Consigne 1
Comptez les lignes des enregistrements qui contiennent la chaîne « standing », en tenant compte de la casse. Donnez seulement le nombre.

À une pareille situation il faut un prompt et énergique remède. Heureusement les audacieuses tentatives du parti ultramontain, les précautions des gouvernemens alarmés, et par-dessus tout l’esprit du siècle, le mouvement souverain de l’opinion, préparent la renaissance du gallicanisme religieux. L’église aussi est lasse de servitude. Là aussi les garanties constitutionnelles deviennent la condition du maintien du pouvoir. Le clergé du second ordre aspire à une juste indépendance, le pouvoir civil comprendra qu’il y trouverait une précieuse garantie de la sienne, et les laïques ne se résigneront pas indéfiniment à n’être rien dans la société religieuse. L’ultramontanisme lui-même n’a-t-il pas été contraint de porter la livrée de la liberté ? Pour répondre aux vœux des vrais catholiques et aux nécessités de l’époque, le gallicanisme n’a point à recourir à d’hypocrites déguisemens, il n’a besoin que d’être lui-même et de se séparer entièrement des fausses doctrines politiques qu’on y a trop mêlées depuis Bossuet jusqu’à Frayasinous. Encore une fois, le gallicanisme se réduit à deux points capitaux : la complète indépendance du pouvoir civil comme base des rapports de l’église et de l’état, le retour aux libertés de la primitive église comme base des réformes religieuses. Or qu’ont de commun ces grands principes avec le despotisme de Louis XIV ou nos récentes théories de légitimité royale ? Suivons les maximes de Bossuet, mais suivons-les jusqu’au bout, sans nous enfermer dans les restrictions qu’y apportèrent les préjugés du XVIIe siècle. Si le gallicanisme a des affinités naturelles avec un système politique, c’est visiblement avec les institutions libérales enfantées par l’esprit moderne, fils aussi de l’Évangile. Là désormais se trouve le seul avenir du gallicanisme religieux, parce que là résident son principe et sa force.

Données fournies
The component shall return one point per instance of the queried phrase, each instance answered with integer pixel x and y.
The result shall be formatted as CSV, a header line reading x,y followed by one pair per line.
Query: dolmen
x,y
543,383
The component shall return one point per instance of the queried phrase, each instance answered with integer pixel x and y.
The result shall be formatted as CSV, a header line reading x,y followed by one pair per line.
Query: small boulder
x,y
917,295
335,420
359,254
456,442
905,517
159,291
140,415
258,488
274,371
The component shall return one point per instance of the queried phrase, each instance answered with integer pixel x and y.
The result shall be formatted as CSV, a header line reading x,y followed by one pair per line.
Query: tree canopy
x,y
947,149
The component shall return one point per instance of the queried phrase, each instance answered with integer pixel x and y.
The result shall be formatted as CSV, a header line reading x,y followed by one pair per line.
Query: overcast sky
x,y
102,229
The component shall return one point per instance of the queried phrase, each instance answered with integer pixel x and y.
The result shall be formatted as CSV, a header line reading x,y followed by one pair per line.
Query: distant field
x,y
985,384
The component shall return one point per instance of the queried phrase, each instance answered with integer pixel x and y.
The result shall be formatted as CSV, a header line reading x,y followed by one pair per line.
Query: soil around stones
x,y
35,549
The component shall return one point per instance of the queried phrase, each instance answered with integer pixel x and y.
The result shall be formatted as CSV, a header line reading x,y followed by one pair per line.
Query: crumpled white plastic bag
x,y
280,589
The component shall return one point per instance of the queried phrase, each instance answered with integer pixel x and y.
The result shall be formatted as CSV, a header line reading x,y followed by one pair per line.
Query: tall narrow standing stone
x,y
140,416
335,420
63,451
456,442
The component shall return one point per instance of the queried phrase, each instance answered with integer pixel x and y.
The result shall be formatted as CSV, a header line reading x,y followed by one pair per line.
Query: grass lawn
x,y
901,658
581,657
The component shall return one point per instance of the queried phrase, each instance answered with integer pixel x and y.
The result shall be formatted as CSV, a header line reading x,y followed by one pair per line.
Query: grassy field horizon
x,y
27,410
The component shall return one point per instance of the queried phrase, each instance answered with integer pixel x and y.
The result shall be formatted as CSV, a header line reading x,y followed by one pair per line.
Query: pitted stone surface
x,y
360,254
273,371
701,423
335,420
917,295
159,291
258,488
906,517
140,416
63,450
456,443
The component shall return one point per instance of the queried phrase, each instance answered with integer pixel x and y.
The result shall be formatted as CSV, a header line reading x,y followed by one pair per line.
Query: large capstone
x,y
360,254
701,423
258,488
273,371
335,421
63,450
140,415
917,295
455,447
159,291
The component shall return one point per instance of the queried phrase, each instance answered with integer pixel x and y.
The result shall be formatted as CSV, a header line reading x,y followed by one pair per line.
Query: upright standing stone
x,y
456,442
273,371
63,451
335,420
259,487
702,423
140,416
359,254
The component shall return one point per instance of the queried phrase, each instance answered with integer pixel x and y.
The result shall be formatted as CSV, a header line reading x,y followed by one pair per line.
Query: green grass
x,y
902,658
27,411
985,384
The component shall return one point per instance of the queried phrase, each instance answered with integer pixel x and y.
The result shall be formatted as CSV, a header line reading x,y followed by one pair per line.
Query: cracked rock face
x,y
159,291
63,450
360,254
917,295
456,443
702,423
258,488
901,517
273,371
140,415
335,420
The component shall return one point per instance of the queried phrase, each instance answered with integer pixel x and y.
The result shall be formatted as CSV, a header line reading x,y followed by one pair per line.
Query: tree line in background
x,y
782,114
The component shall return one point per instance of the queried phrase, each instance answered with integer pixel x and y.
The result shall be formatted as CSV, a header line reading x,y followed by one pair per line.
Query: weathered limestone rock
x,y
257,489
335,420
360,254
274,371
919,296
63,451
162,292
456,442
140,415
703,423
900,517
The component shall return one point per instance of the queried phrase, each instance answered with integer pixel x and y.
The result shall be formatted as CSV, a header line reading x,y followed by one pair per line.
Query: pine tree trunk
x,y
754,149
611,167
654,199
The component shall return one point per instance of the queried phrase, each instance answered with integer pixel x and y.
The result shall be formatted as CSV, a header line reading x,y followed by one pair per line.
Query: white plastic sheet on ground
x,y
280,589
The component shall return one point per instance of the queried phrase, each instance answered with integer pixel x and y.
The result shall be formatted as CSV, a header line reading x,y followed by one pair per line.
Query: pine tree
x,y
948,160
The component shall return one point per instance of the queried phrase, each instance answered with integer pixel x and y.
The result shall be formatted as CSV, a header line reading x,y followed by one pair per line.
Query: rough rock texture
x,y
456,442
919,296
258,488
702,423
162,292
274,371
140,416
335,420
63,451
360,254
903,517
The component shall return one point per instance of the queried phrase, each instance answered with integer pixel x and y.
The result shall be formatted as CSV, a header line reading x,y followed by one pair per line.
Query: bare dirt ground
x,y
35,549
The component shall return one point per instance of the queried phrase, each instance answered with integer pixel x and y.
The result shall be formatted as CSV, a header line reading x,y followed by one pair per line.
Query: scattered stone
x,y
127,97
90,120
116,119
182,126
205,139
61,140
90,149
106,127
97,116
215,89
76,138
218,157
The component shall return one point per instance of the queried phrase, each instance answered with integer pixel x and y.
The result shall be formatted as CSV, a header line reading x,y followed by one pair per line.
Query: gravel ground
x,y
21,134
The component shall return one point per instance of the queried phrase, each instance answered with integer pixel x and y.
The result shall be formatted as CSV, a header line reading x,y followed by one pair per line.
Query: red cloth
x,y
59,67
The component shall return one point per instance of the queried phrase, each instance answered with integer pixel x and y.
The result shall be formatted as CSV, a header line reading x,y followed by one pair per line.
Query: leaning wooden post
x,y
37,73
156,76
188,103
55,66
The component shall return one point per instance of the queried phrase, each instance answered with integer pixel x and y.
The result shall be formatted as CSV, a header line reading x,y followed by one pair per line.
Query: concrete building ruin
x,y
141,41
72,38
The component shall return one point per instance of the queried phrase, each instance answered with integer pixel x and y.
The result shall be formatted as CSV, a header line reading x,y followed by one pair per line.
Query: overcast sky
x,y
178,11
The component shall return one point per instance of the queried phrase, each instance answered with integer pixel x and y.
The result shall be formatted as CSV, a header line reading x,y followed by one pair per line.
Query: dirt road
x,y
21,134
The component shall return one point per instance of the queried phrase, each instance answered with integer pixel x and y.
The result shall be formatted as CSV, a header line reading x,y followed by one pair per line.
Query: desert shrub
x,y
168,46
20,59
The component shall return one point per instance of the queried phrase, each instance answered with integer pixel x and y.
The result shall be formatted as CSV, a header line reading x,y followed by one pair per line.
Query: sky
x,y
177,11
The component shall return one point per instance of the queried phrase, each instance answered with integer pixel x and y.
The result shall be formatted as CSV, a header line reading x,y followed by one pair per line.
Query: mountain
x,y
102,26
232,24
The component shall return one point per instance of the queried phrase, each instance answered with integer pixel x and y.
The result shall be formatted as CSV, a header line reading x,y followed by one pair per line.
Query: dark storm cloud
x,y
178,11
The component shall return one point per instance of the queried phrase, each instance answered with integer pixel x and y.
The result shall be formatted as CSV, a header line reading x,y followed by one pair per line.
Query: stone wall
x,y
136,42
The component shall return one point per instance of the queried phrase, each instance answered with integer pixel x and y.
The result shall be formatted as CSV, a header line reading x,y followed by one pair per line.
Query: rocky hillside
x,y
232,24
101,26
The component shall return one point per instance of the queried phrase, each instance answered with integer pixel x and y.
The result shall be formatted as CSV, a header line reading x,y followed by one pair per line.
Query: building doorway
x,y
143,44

Consigne 2
Pour chacune des affirmations suivantes, indiquez si elle concorde avec l’extrait sur le gallicanisme, en répondant par oui ou par non et en citant les mots décisifs de l’extrait. (a) Le clergé du second ordre aspire à une juste indépendance. (b) Le gallicanisme se réduit à trois points capitaux. (c) Il faut suivre les maximes de Bossuet en conservant les restrictions du XVIIe siècle.

Réponse attendue 1
2

Réponse attendue 2
(a) Oui : « Le clergé du second ordre aspire à une juste indépendance ».
(b) Non : « le gallicanisme se réduit à deux points capitaux ».
(c) Non : « sans nous enfermer dans les restrictions qu’y apportèrent les préjugés du XVIIe siècle ».